● **WHAT TO WORK ON**:
Give each line of the records again exactly and omit every picture.

[[ RECORDS FOR THE EXERCISE, beginning ]]

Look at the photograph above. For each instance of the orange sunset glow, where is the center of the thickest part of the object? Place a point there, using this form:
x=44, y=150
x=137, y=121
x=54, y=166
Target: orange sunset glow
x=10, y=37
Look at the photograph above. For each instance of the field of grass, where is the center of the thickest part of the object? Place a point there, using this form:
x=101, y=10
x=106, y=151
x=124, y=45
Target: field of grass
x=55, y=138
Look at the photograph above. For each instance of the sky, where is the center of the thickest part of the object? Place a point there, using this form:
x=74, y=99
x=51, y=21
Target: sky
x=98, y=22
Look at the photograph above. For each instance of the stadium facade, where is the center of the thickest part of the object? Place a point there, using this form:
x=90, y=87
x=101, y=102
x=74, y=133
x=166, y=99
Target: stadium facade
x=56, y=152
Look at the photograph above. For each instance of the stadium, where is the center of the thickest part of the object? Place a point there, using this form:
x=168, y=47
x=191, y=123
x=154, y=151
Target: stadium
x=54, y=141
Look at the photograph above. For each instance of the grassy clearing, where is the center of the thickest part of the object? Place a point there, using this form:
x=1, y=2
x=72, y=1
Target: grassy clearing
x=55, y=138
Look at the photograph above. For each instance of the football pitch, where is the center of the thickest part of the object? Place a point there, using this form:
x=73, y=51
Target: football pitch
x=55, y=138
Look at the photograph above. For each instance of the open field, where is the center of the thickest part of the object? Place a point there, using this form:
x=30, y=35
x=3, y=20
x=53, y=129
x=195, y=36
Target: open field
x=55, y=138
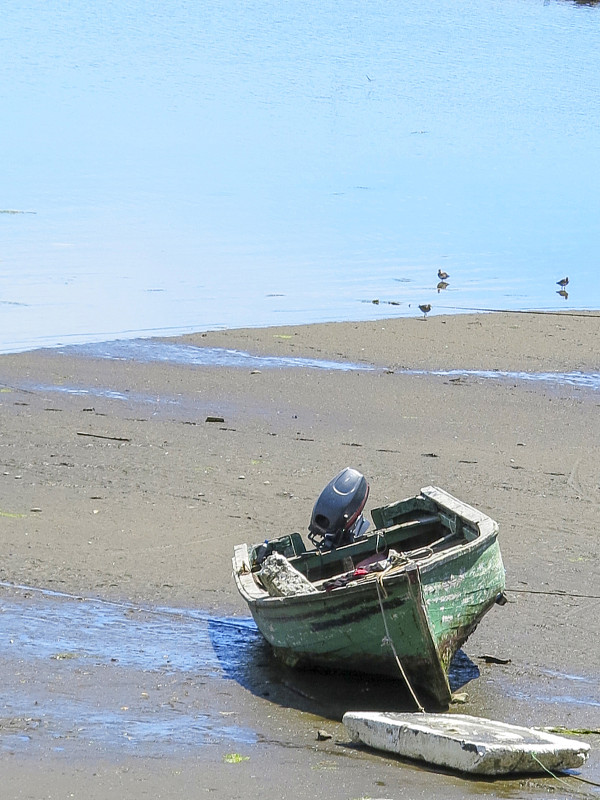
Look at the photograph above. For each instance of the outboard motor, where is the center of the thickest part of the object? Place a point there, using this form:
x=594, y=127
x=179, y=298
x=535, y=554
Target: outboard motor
x=337, y=516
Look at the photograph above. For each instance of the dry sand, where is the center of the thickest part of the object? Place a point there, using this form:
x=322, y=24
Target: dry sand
x=140, y=500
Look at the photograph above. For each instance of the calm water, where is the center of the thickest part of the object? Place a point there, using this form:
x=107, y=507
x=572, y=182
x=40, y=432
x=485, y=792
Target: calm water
x=185, y=166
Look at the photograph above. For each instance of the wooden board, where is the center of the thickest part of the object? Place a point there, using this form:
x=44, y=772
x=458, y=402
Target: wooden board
x=465, y=743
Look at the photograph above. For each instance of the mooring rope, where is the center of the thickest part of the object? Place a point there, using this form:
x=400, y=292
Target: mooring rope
x=388, y=640
x=561, y=780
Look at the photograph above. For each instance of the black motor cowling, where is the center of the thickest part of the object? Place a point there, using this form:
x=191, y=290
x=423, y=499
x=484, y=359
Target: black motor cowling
x=337, y=516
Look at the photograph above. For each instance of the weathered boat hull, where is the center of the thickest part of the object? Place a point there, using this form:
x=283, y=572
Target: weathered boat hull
x=416, y=617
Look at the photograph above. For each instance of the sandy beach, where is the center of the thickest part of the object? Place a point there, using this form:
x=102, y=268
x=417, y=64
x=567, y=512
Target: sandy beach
x=116, y=489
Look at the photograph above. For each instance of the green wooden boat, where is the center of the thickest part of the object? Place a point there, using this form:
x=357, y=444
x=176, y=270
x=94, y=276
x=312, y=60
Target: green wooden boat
x=398, y=602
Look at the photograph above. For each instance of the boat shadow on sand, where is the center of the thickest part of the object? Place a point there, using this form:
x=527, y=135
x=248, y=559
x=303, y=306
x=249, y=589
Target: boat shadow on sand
x=245, y=657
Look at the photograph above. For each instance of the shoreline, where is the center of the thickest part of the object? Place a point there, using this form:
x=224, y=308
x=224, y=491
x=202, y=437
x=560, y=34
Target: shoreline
x=142, y=503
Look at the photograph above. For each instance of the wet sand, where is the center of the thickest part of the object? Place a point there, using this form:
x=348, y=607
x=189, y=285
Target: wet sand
x=136, y=500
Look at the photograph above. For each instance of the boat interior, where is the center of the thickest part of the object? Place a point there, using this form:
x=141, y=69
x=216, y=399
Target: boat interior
x=416, y=528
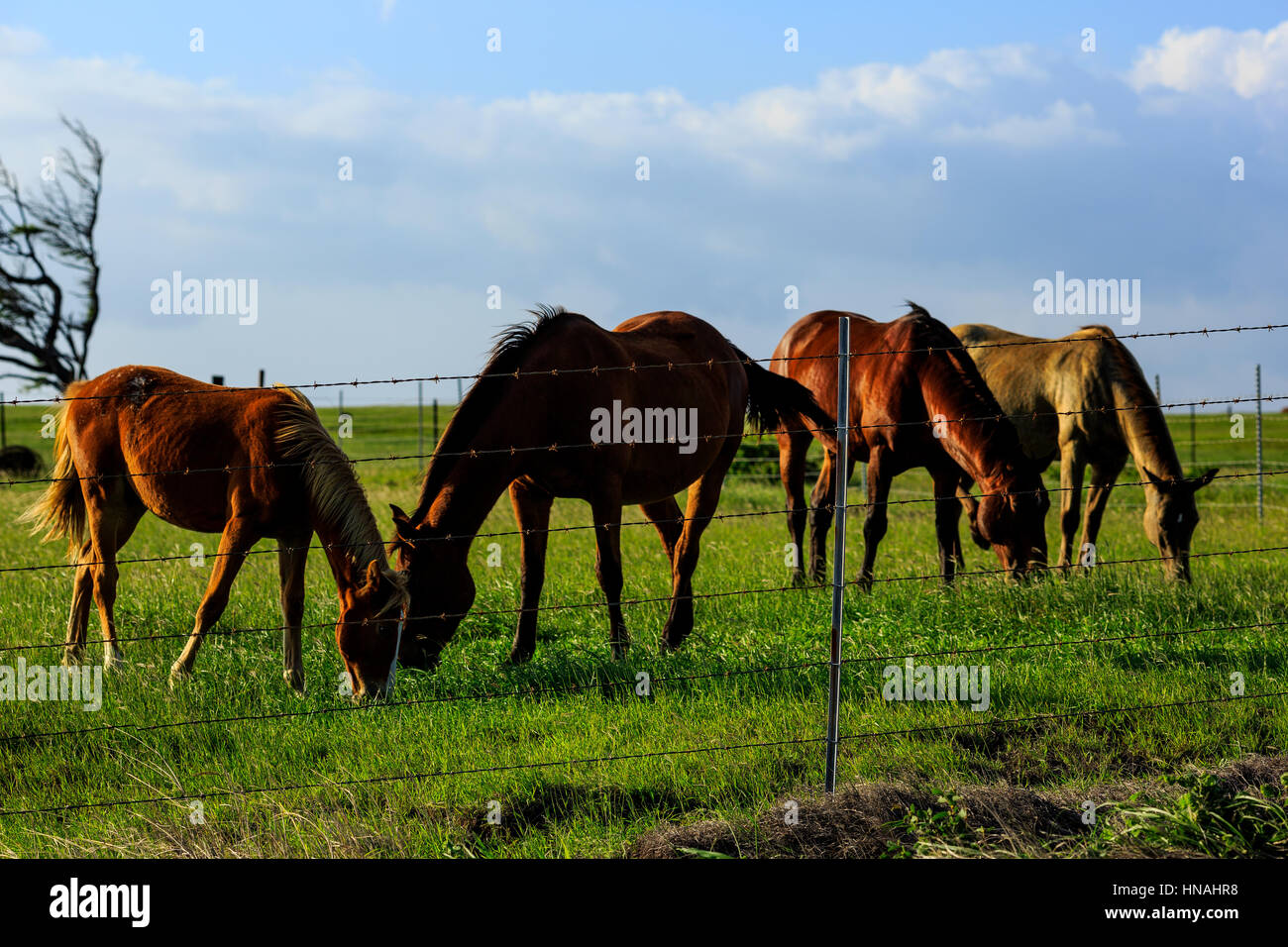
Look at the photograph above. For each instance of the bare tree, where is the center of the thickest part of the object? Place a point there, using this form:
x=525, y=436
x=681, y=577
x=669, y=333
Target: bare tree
x=44, y=329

[[ RECORDS FOR THE EXERCISE, end ]]

● **ANSWER SPACE**:
Look at the photograph above. For each instance of the orange sunset glow, where is the center of the thickest part of the object? Place a point there, using this form:
x=44, y=150
x=137, y=121
x=54, y=166
Target: orange sunset glow
x=10, y=37
Look at the photograph above. For each instance of the field of grass, where is the center of the thickest part of the object? Place a point there, using this form:
x=101, y=10
x=106, y=151
x=124, y=45
Target: field of grass
x=55, y=138
Look at the photograph above. For each instance of the sky, where is the center of the thickest part of the object? Place a point there, using this form:
x=74, y=99
x=51, y=21
Target: sky
x=98, y=22
Look at the photograph above. For each instance of the stadium facade, where is the center of the thickest part of the object? Place a point there, using this form:
x=90, y=87
x=101, y=102
x=74, y=133
x=166, y=99
Target: stadium facade
x=56, y=152
Look at the photograph above. For each instance of the stadium, where is the center of the thickest part of the object? Place a point there, using this form:
x=168, y=47
x=191, y=123
x=154, y=151
Target: stadium
x=54, y=141
Look at the photograph above. For each instance of the grassy clearing, where is the center of the thickest part of the object? Place a point there, using this form:
x=1, y=2
x=72, y=1
Target: grassy clearing
x=55, y=138
Look at the photograph above. For each instance of the football pitch, where is the center of the thickest part of the object? Place a point there, using this form:
x=73, y=51
Target: football pitch
x=55, y=138
Look at the photograph above. For each instance of the open field, where is the center of the thickest part of the object? Place a point there, using this form:
x=30, y=35
x=3, y=20
x=53, y=129
x=195, y=36
Target: open field
x=55, y=138
Look at the photograph above. For each instance of the outboard motor, where is the center of the thickest part of the object? Place a point there, using this form:
x=594, y=127
x=179, y=298
x=535, y=554
Target: outboard motor
x=337, y=516
Look at the photograph above. For each instance of the dry sand, where is the center of the thickest part of the object? Place a point there, using this form:
x=322, y=24
Target: dry sand
x=140, y=500
Look at the photograph above. For each instance of the calm water, where is the center of the thickest part of the object? Place a point there, using this form:
x=107, y=507
x=572, y=182
x=40, y=432
x=485, y=792
Target: calm water
x=185, y=166
Look at the photograph above. For each instance of the wooden board, where is the center of the thickest part of the object? Place a point there, using this form:
x=44, y=772
x=458, y=402
Target: wooden board
x=465, y=743
Look at the photograph above. For each instance of the mooring rope, where is the center of the thickest part of the object? Place a point there, using this form:
x=400, y=292
Target: mooring rope
x=388, y=640
x=561, y=780
Look at the photograph above. For each instance of the black motor cowling, where is the center of the thickest part of the object? Place a point there, using this form:
x=191, y=290
x=423, y=499
x=484, y=359
Target: black motor cowling
x=337, y=516
Look at the photograph above. For each instance of the weathered boat hull, where is the center of the thickest part of the object? Place a point there, using this form:
x=283, y=572
Target: weathered boat hull
x=416, y=617
Look at the photograph above. For each instance of the sandy beach, where is the center of the thickest part of the object? Place a point there, using this form:
x=102, y=268
x=417, y=64
x=567, y=512
Target: sandy beach
x=116, y=489
Look at the photograph above. For each instance of the green wooden boat, where is the center of the thickest part of the object? Place a point there, using this form:
x=357, y=444
x=176, y=270
x=94, y=276
x=312, y=60
Target: green wooden boat
x=398, y=602
Look at the photograph above. For each instance of the boat shadow on sand, where is the center of the thickest part of the object? Place a point there, using this form:
x=527, y=135
x=248, y=559
x=303, y=306
x=249, y=589
Target: boat shadow on sand
x=245, y=657
Look at the photograph above. For each instance of the shoreline, where is the center of the thickest part of the object? Place a point there, using this form:
x=224, y=308
x=224, y=491
x=202, y=437
x=560, y=34
Target: shoreline
x=142, y=503
Look at the photograph above. For each instance of the wet sand, where is the center of the thickest part of the object? Place a point there, using this form:
x=348, y=607
x=189, y=285
Target: wet sand
x=136, y=500
Look at the photograph above. For each instance of the boat interior, where is the center of the thickest part of the object? Place a point there, using this form:
x=141, y=69
x=216, y=399
Target: boat interior
x=416, y=528
Look at the photograph above. For each instance of the bare tree, where is the center of the thickest part of the object? Place a point there, using this form:
x=525, y=436
x=681, y=577
x=669, y=333
Target: bare tree
x=44, y=329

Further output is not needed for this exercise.